== Texto de lectura ==
La Rusia futura
LA CONVOCATORIA de una conferencia constitucional con la representación de las repúblicas y provincias integradas en la Federación Rusa fue inicialmente una operación de Yeltsin para sacudirse la presión de un Parlamento reticente a cualquier cambio, posibilitar la convocatoria de elecciones este año y asentar una nueva legalidad. Para Yeltsin ha sido un éxito importante la aprobación del proyecto de una nueva Constitución el pasado 12 de julio. De este modo finaliza la primera fase del proceso constitucional. Ahora el texto será examinado por los parlamentos regionales. Y en ese terreno las dificultades crecen.El desarrollo político de Rusia en los próximos años depende en gran medida de las relaciones entre el poder central y las demandas de las provincias que piden con fuerza creciente niveles de autonomía semejantes a los que tienen ya las repúblicas. En la Constitución aprobada no hay una respuesta clara a esa cuestión. La gran duda es saber si Rusia podrá mantenerse como Estado único ante la oleada de demandas autonómicas. El problema es serio para Europa y para la estabilidad internacional.
El poder ejecutivo, representado por Yeltsin, y el poder legislativo, liderado por el presidente del Sóviet Supremo, Jasbulátov, han coqueteado con las unidades administrativas del Estado ruso, jerarquizadas en tres niveles (21 repúblicas, 57 provincias y territorios y 11 unidades nacionales) en su afán por controlar las mayores parcelas de poder. Así, los líderes rusos han activado fuerzas poco dóciles que tratan de obtener el máximo partido en el proceso constitucional. De estas tres unidades administrativas de la Federación Rusa, las repúblicas responden a orígenes nacionales y han dado lugar a ciertas acciones secesionistas, como en Chechenia. Pero a lo que ahora asistimos en las provincias es a una eclosión de exigencias de autonomía que buscan, en la identificación con las repúblicas, la forma de autoadministrar sus riquezas, reduciendo al mínimo sus relaciones con Moscú.
Esta tendencia a la descentralización es lógica en un país tan gigantesco y, si logra plasmarse en formas que garanticen la estabilidad, puede tener efectos positivos. Por eso hoy el gran problema es articular una federación flexible y estable, o bien -como querrían los sectores más disgregadores- propiciar el desarrollo de un modelo de relaciones entre el centro y el resto de la federación basándose en las relaciones personales, influencias y afinidades de los dirigentes. Esta segunda variante podría tener consecuencias imprevisibles, no necesariamente la desintegración formal de Rusia, sino tal vez un país anárquico y caótico, cuyas unidades administrativas serían parte formal del Estado sin someterse a las obligaciones que comporta.
El desequilibrio entre los integrantes de la federación es la causa esencial de la corriente autonomista. Muchas provincias industriales y prósperas son donantes netos al presupuesto central, mientras hay repúblicas con grandes riquezas naturales, como Yakutia, el mayor depósito de diamantes de Rusia, que son receptores netos. Los balances entre lo que cada provincia o república entrega al centro y lo que recibe por habitante son absolutamente dispares. Como reacción a estas desigualdades, varias provincias han decidido transformarse en repúblicas: SverdIovsk, la tierra chica de Yeltsin, ha sido el caso más espectacular en una serie que incluye San Petersburgo, la región de Primorie (Vladivostok) y la de Vologda. El paso de provincia a república, según algunos analistas, ofrece nuevos argumentos a Yeltsin frente a las repúblicas que desean ver fijado en la Constitución un estatuto de privilegio para ellas.
===
● **Tarea**: Transcribe del texto sobre la futura Rusia el fragmento que va desde "El poder ejecutivo, representado" hasta "relaciones con Moscú.". Las filas que vienen a continuación son material independiente del texto.
== Material presentado ==
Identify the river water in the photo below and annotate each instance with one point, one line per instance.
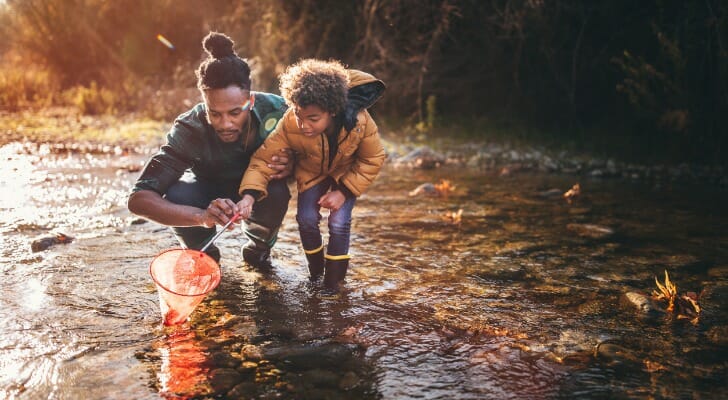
(523, 298)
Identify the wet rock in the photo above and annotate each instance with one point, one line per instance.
(615, 353)
(247, 367)
(224, 360)
(43, 243)
(223, 380)
(551, 193)
(642, 302)
(251, 352)
(426, 189)
(306, 358)
(422, 157)
(718, 335)
(590, 230)
(321, 377)
(349, 381)
(244, 390)
(718, 272)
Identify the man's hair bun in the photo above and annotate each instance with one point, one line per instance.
(218, 45)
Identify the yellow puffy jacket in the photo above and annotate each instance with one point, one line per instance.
(357, 162)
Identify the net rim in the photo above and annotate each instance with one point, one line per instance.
(156, 282)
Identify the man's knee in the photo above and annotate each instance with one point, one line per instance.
(308, 220)
(187, 193)
(278, 191)
(339, 225)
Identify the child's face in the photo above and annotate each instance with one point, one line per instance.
(312, 120)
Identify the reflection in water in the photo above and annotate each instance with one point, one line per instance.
(183, 372)
(519, 295)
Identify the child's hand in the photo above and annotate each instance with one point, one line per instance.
(245, 206)
(332, 200)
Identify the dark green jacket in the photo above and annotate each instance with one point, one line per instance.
(192, 145)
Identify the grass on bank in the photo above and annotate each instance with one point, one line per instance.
(67, 125)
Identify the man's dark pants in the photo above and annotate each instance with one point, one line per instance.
(261, 228)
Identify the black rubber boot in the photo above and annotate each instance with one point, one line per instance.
(213, 252)
(256, 257)
(335, 272)
(315, 263)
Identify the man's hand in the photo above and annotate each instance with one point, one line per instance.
(219, 212)
(283, 163)
(332, 200)
(245, 206)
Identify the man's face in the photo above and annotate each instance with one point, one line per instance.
(312, 120)
(228, 111)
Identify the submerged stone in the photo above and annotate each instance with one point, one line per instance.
(45, 242)
(642, 302)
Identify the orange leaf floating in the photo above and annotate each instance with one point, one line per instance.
(684, 306)
(444, 188)
(572, 193)
(454, 216)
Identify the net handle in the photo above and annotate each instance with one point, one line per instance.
(224, 228)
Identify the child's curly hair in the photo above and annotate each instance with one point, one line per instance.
(315, 82)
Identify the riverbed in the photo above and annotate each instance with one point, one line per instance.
(499, 289)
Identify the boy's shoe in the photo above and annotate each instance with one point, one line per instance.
(257, 258)
(335, 272)
(213, 252)
(315, 263)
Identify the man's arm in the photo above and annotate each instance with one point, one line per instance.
(151, 205)
(282, 162)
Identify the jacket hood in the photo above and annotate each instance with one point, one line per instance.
(364, 89)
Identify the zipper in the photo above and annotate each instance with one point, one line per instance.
(323, 158)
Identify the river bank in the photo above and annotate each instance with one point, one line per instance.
(63, 130)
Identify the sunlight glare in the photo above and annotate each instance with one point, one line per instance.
(165, 41)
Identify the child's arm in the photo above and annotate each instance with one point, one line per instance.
(369, 159)
(259, 173)
(245, 206)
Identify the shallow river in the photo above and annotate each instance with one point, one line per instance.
(524, 298)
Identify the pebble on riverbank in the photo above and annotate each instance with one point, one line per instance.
(504, 161)
(43, 243)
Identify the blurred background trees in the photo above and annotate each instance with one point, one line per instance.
(649, 74)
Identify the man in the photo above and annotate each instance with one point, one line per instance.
(191, 184)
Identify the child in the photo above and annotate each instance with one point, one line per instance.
(338, 155)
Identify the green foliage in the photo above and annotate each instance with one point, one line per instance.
(430, 115)
(656, 71)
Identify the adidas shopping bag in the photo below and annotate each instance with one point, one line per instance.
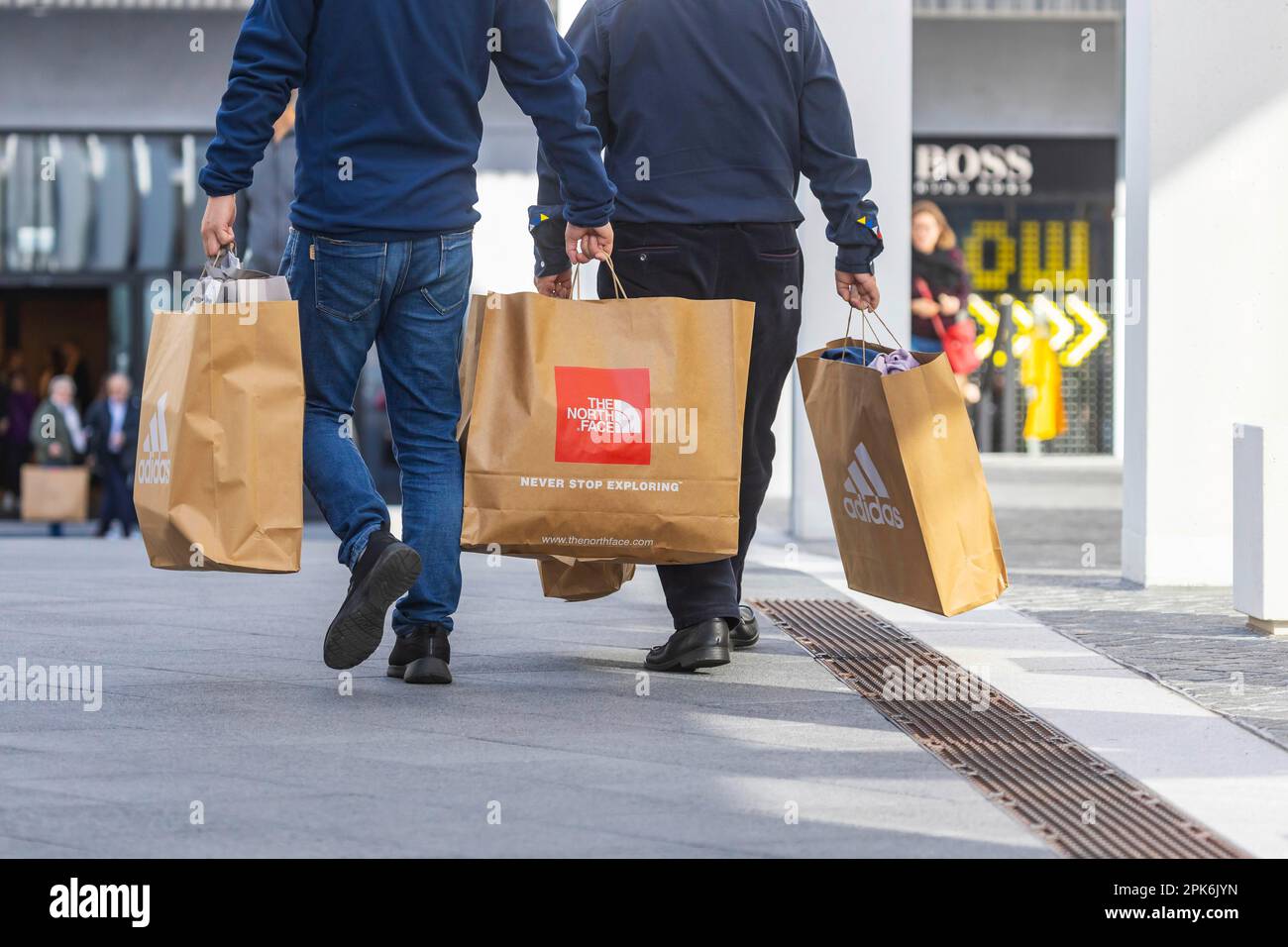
(220, 468)
(910, 505)
(606, 431)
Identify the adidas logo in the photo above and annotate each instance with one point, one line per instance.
(155, 464)
(867, 500)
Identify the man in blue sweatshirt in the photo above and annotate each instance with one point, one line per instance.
(711, 110)
(387, 132)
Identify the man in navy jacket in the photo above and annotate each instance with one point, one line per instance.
(711, 110)
(387, 132)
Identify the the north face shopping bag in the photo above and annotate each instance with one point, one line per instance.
(54, 493)
(606, 431)
(220, 464)
(571, 579)
(579, 579)
(910, 505)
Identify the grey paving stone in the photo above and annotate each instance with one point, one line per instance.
(214, 692)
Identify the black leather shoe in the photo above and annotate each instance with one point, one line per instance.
(704, 644)
(421, 657)
(747, 631)
(384, 573)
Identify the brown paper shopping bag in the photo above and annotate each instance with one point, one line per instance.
(220, 466)
(606, 431)
(54, 493)
(579, 579)
(910, 505)
(567, 579)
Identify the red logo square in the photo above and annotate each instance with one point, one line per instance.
(601, 415)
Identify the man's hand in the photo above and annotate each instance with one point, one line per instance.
(858, 289)
(558, 286)
(596, 243)
(217, 226)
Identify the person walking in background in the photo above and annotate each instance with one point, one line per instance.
(16, 414)
(711, 110)
(112, 423)
(268, 198)
(56, 433)
(939, 285)
(380, 253)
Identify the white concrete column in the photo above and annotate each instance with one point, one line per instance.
(871, 42)
(1206, 134)
(1261, 526)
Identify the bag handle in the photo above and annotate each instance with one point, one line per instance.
(617, 283)
(863, 339)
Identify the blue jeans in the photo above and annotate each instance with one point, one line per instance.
(408, 298)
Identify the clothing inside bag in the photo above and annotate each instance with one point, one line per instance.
(884, 363)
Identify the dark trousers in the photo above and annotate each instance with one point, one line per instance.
(117, 501)
(759, 263)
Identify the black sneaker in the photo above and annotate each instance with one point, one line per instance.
(384, 573)
(421, 656)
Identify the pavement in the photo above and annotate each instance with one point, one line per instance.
(222, 733)
(217, 705)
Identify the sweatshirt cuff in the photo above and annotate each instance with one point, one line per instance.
(857, 260)
(593, 215)
(546, 226)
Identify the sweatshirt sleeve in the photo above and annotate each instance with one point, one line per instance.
(540, 72)
(546, 218)
(269, 59)
(837, 176)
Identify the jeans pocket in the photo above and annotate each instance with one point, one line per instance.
(348, 277)
(455, 272)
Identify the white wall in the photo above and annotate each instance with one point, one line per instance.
(1017, 76)
(1206, 137)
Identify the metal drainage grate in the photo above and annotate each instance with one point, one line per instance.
(1080, 804)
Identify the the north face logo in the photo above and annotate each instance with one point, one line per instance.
(868, 497)
(601, 415)
(155, 464)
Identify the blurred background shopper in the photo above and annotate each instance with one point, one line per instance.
(56, 433)
(114, 431)
(938, 274)
(711, 110)
(939, 283)
(17, 408)
(387, 132)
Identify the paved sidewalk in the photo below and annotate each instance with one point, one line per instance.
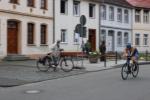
(14, 73)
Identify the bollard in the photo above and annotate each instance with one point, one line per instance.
(116, 57)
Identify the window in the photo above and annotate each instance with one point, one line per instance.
(103, 12)
(119, 15)
(137, 16)
(137, 39)
(119, 39)
(30, 3)
(63, 35)
(146, 16)
(43, 4)
(103, 35)
(126, 38)
(76, 8)
(30, 33)
(43, 34)
(14, 1)
(63, 6)
(126, 16)
(76, 37)
(145, 39)
(92, 10)
(111, 13)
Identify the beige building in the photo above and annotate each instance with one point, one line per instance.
(141, 24)
(141, 29)
(26, 27)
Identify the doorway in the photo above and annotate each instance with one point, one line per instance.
(12, 37)
(92, 39)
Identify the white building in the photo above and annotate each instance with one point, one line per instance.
(116, 24)
(67, 16)
(141, 24)
(26, 27)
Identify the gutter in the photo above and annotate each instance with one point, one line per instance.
(53, 40)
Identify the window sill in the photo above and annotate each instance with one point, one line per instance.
(92, 17)
(76, 43)
(64, 43)
(44, 9)
(31, 45)
(43, 44)
(64, 14)
(76, 15)
(145, 46)
(14, 3)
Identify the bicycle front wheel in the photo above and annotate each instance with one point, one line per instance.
(135, 70)
(66, 64)
(124, 72)
(43, 66)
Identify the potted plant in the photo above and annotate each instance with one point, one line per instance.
(93, 57)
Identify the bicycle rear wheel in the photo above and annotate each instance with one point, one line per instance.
(43, 66)
(135, 70)
(66, 64)
(124, 72)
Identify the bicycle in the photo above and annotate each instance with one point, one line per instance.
(49, 61)
(129, 68)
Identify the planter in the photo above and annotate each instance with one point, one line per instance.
(93, 59)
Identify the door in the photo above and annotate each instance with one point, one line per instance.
(92, 39)
(12, 37)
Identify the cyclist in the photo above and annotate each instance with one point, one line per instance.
(133, 52)
(55, 54)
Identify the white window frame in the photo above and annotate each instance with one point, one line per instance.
(66, 7)
(76, 37)
(119, 39)
(76, 8)
(126, 16)
(137, 39)
(103, 35)
(145, 39)
(146, 16)
(119, 15)
(93, 10)
(63, 36)
(137, 16)
(111, 13)
(126, 38)
(103, 12)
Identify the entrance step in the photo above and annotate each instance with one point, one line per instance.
(14, 57)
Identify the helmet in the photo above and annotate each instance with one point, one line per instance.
(128, 45)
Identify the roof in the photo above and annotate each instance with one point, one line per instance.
(140, 3)
(122, 3)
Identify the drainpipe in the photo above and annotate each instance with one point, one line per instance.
(100, 3)
(53, 21)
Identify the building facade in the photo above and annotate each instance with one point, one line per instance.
(116, 24)
(67, 16)
(141, 24)
(26, 27)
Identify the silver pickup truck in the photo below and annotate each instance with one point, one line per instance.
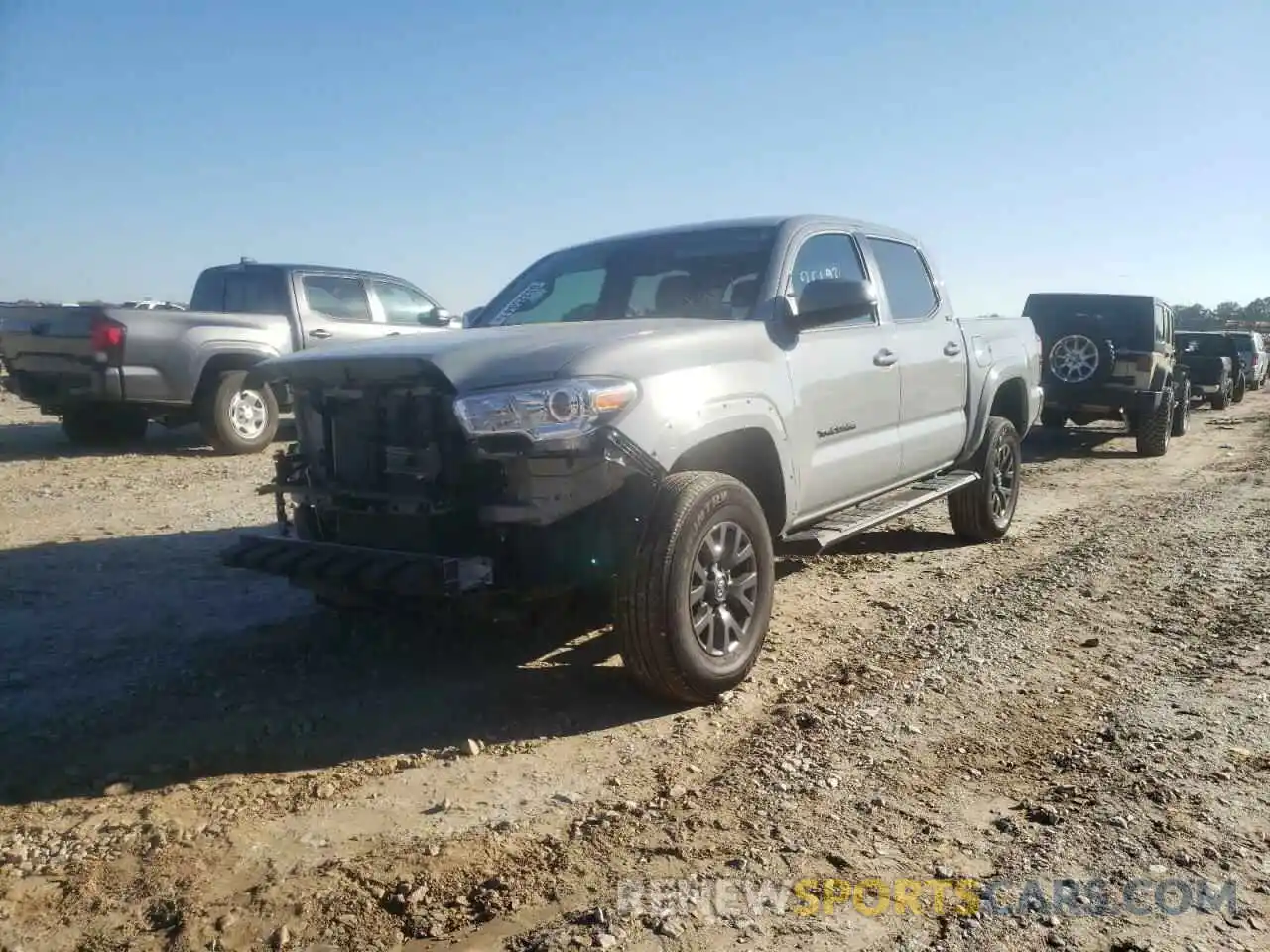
===
● **Respuesta**:
El poder ejecutivo, representado por Yeltsin, y el poder legislativo, liderado por el presidente del Sóviet Supremo, Jasbulátov, han coqueteado con las unidades administrativas del Estado ruso, jerarquizadas en tres niveles (21 repúblicas, 57 provincias y territorios y 11 unidades nacionales) en su afán por controlar las mayores parcelas de poder. Así, los líderes rusos han activado fuerzas poco dóciles que tratan de obtener el máximo partido en el proceso constitucional. De estas tres unidades administrativas de la Federación Rusa, las repúblicas responden a orígenes nacionales y han dado lugar a ciertas acciones secesionistas, como en Chechenia. Pero a lo que ahora asistimos en las provincias es a una eclosión de exigencias de autonomía que buscan, en la identificación con las repúblicas, la forma de autoadministrar sus riquezas, reduciendo al mínimo sus relaciones con Moscú.